◆ EXERCISE DIRECTIONS: Character for character, write out the data below.

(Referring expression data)
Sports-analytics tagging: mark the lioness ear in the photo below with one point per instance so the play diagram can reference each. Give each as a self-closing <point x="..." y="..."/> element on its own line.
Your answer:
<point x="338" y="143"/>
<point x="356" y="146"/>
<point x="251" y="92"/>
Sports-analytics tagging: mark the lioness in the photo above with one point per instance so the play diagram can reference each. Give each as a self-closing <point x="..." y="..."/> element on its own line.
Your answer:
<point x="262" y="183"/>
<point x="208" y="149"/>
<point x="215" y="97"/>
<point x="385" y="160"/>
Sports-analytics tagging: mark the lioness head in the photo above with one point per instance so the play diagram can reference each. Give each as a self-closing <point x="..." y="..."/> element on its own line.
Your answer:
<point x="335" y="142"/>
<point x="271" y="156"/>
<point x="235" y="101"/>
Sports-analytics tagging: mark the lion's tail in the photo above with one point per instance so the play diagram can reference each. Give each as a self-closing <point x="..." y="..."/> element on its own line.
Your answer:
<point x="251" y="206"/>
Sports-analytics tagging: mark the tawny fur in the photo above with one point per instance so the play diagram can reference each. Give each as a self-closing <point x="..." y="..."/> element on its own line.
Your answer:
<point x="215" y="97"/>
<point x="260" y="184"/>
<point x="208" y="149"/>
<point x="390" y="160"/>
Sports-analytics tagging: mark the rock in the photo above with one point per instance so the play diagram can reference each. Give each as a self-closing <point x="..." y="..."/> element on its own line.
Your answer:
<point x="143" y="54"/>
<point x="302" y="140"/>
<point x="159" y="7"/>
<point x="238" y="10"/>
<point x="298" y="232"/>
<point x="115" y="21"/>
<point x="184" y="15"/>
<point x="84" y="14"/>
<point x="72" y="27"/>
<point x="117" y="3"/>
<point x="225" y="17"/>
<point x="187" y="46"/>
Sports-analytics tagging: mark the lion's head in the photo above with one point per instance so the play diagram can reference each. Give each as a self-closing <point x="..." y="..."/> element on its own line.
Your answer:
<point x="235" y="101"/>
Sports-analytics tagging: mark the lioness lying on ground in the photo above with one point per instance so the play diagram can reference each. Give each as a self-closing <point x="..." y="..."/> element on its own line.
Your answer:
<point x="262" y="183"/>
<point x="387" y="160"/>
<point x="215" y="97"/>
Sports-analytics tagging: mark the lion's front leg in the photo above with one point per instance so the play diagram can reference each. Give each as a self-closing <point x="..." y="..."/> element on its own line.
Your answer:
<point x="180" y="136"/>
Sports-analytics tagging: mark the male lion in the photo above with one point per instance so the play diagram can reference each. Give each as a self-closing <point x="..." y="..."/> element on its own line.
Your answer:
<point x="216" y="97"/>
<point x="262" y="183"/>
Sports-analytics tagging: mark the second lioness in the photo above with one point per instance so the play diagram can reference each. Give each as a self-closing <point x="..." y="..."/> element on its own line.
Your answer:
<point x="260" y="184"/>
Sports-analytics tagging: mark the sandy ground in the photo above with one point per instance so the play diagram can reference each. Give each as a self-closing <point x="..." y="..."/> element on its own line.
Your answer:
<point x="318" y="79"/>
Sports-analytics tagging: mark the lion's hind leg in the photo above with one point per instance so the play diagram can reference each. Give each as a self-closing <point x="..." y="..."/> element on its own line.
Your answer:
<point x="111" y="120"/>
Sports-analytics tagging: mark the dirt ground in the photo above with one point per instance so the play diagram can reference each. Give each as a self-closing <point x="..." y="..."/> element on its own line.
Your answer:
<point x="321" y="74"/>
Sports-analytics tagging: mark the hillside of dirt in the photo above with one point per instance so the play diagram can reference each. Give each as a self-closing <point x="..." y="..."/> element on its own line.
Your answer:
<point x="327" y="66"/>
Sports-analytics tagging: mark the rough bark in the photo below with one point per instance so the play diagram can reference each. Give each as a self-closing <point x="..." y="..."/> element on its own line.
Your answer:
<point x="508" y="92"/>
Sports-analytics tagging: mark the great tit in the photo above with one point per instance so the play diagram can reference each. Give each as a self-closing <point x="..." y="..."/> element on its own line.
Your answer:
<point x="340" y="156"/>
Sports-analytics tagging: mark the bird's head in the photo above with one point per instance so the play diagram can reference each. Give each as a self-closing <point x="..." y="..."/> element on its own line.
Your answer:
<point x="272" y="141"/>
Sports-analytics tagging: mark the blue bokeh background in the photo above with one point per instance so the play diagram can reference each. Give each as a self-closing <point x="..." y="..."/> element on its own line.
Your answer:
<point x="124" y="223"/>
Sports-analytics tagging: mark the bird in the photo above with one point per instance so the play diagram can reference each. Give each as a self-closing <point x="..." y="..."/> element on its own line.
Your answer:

◆ TASK RESULT:
Sports-analytics tagging: mark the lioness ear in the photo below with one point per instance so the play diagram can reference each. Give each as a self-closing <point x="..." y="..."/> element on its own line.
Your answer:
<point x="338" y="143"/>
<point x="356" y="146"/>
<point x="251" y="92"/>
Sports-analytics tagging: mark the lioness in the photo above with one point per instance so the play diagram can reference each. Give each as a self-closing <point x="..." y="..."/> element on its own line.
Your answer:
<point x="262" y="183"/>
<point x="208" y="149"/>
<point x="215" y="97"/>
<point x="385" y="160"/>
Sports-analytics tagging: mark the lioness head in the photo above with one point per instance so the play diagram can reference each. Give each as a self-closing <point x="..." y="..."/> element on its own line.
Your answer:
<point x="335" y="142"/>
<point x="271" y="156"/>
<point x="235" y="101"/>
Sports-analytics tagging: mark the lion's tail in the photo above with one point per instance so the play diagram can reference each. Give each as a self-closing <point x="..." y="..."/> element on its own line.
Your answer:
<point x="251" y="206"/>
Sports-analytics tagging: mark the tawny fur in the photo above with one point per instance so the play diagram can reference each. Give each as a self-closing <point x="..." y="..."/> element on its own line.
Your answer:
<point x="215" y="97"/>
<point x="260" y="184"/>
<point x="208" y="149"/>
<point x="390" y="160"/>
Sports-analytics tagging: mark the rock in the photo above with one point per instance so the play diagram can reference each. Give each as a self-closing <point x="..." y="..."/> element on its own line.
Your answer:
<point x="143" y="54"/>
<point x="302" y="140"/>
<point x="159" y="7"/>
<point x="238" y="10"/>
<point x="298" y="232"/>
<point x="115" y="21"/>
<point x="184" y="15"/>
<point x="84" y="14"/>
<point x="72" y="27"/>
<point x="117" y="3"/>
<point x="225" y="17"/>
<point x="187" y="46"/>
Sports-analytics tagging: mark the lion's head in the photo above with one point per instance so the play diagram can reference each. Give each as a self-closing <point x="..." y="..."/> element on its own line.
Your answer:
<point x="235" y="101"/>
Sports-analytics tagging: mark the lioness lying on ground in the photo above with one point per instance so the play diagram can reference each. Give each as a self-closing <point x="..." y="..."/> element on its own line.
Your answer:
<point x="262" y="183"/>
<point x="387" y="160"/>
<point x="215" y="97"/>
Sports-analytics tagging: mark the lion's front leg in the photo above with one point per instance so the play diagram can reference each. Give each as a self-closing <point x="..." y="..."/> element on its own line.
Your answer:
<point x="180" y="136"/>
Sports-analytics tagging: mark the male lion in the photo above with one point per instance so the play diagram can reference each. Give each as a self-closing <point x="..." y="..."/> element on its own line.
Your answer:
<point x="216" y="97"/>
<point x="262" y="183"/>
Sports-analytics tagging: mark the second lioness in the photo above with one point per instance so the play diagram can reference each. Give each as a self-closing <point x="..." y="..."/> element on its own line.
Your answer:
<point x="260" y="184"/>
Sports-analytics tagging: mark the sandy ground in the photo above with one point per instance so the play diagram can reference each. Give each as a self-closing <point x="..." y="..."/> element on its own line.
Your answer:
<point x="318" y="79"/>
Sports-analytics tagging: mark the lion's hind leg in the photo above with one point per instance so the play diagram can reference each. Give each as a self-closing <point x="..." y="..."/> element on its own line.
Your answer:
<point x="111" y="120"/>
Sports-analytics tagging: mark the dirt ground in the photo above with one point per instance so the play diagram can reference each. Give each as a self-closing <point x="..." y="..."/> element on its own line.
Your answer:
<point x="321" y="74"/>
Sports-analytics tagging: mark the hillside of dirt in the photo above with one point per instance so the play diagram can reference each. Give each as a self-closing <point x="..." y="..."/> element on its own line.
Your answer:
<point x="327" y="66"/>
Sports-analytics tagging: mark the rough bark in the photo below with one point per instance so the play diagram can reference each. Give each as a self-closing <point x="..." y="..."/> element on its own line.
Your answer:
<point x="508" y="92"/>
Sports-analytics tagging: mark the great tit in the photo above with one point per instance so the play diagram can reference each. Give each as a self-closing <point x="..." y="..."/> element on its own line.
Your answer:
<point x="340" y="156"/>
Sports-analytics tagging: mark the bird's head in the photo above with one point per instance so the play diagram can reference each. Give each as a self-closing <point x="..." y="..."/> element on its own line.
Your answer:
<point x="272" y="141"/>
Sports-analytics tagging: mark the blue bokeh background in the photo above with one point per instance so the play diagram can reference each. Give each as a self-closing <point x="..." y="..."/> element on its own line.
Your answer:
<point x="124" y="223"/>
Sports-analytics tagging: mark the bird in the photo above with one point per instance so the play diagram can reference each. Give each as a self-closing <point x="..." y="..."/> element on its own line.
Your answer:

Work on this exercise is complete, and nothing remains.